**To be done**
Begin at the line that has "Mark one point on every instance of the teal" and continue through the end of the records. Write all of those lines out again, requests included, with every coordinate in the answers multiplied by 0.35 and rounded to a whole number, halves rounding up.

+-------+

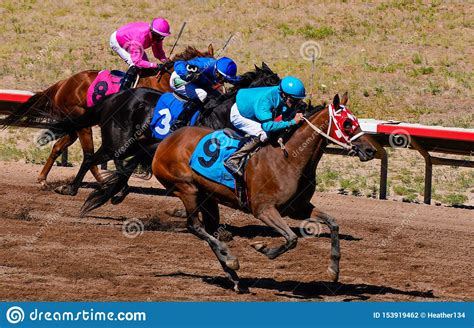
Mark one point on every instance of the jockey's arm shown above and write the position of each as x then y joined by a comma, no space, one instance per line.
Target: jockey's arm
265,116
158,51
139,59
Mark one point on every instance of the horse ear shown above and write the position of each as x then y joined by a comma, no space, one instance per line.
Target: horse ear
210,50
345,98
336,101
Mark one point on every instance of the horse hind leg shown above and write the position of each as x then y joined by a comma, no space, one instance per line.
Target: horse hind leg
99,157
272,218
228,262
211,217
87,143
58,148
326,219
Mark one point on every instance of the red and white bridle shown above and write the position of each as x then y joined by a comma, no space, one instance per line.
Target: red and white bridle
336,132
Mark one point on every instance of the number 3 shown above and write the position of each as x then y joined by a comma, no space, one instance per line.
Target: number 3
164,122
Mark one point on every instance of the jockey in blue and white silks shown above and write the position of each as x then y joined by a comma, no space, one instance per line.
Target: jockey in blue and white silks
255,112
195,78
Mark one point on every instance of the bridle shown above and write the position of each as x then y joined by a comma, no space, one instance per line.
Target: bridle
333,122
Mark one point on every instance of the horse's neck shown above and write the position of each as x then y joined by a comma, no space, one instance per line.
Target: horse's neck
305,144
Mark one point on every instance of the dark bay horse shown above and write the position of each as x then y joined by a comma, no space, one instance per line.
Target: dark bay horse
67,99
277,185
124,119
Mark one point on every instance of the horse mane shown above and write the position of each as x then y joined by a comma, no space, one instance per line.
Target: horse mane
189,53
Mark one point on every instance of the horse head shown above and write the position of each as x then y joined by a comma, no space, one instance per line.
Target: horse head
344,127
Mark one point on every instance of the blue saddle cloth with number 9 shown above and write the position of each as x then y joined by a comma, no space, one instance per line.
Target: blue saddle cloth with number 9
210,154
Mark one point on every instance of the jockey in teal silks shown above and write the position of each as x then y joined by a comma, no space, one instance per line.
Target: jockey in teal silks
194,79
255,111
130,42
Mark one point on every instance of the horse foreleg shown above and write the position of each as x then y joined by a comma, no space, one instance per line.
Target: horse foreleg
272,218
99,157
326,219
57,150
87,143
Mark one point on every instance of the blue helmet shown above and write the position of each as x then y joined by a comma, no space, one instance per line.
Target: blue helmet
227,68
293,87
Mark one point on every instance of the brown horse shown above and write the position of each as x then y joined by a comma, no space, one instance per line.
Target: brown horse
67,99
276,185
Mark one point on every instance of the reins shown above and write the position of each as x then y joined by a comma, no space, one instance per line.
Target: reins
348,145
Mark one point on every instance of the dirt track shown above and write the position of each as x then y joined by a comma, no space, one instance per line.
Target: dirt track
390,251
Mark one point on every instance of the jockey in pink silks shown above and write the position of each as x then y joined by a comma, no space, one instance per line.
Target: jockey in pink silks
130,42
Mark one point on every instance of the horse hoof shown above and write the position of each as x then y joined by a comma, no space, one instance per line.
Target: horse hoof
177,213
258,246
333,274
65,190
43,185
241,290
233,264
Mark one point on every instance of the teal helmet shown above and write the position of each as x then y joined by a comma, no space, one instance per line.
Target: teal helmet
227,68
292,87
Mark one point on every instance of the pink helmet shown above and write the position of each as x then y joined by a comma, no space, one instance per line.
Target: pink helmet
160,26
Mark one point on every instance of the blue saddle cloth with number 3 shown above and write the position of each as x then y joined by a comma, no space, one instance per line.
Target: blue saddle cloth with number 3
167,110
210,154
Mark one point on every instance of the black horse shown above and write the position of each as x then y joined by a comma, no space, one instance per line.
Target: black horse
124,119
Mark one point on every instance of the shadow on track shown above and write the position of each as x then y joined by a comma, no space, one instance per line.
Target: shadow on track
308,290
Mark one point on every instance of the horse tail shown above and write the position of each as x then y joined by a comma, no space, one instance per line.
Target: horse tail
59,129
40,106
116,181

+-------+

**In response**
Mark one point on every instance of the teal helmet shown above and write the position of each as x then y joined by a comma, no space, one instance per line.
Target: teal helmet
79,24
102,30
Mark one point on every instance of the pink helmet shown above and write the position of each as x then y joined by a comma, no space, one instance per line.
Target: pink helmet
56,9
Mark one point on every instance of the blue saddle cloth with number 3 shown above and write the position of each as x then y joined by a comma, no space, one instance per line.
Target: blue saddle cloth with number 3
58,39
74,54
Mark one point on every instance of the black horse shown above and write the position of each as x then y joined by a comma, no space, one instance per line.
Target: black horse
43,42
Mark one point on every instance of the shadow on track shown above and write the position of each as x then y joined by a comma, no space, one instance per line.
Target: shadow on track
108,102
Mark one point on every instance of the horse tail shown above and write the position of each as x then y joined by a comma, no space, one instance per line.
Target: horse tail
21,45
14,37
41,63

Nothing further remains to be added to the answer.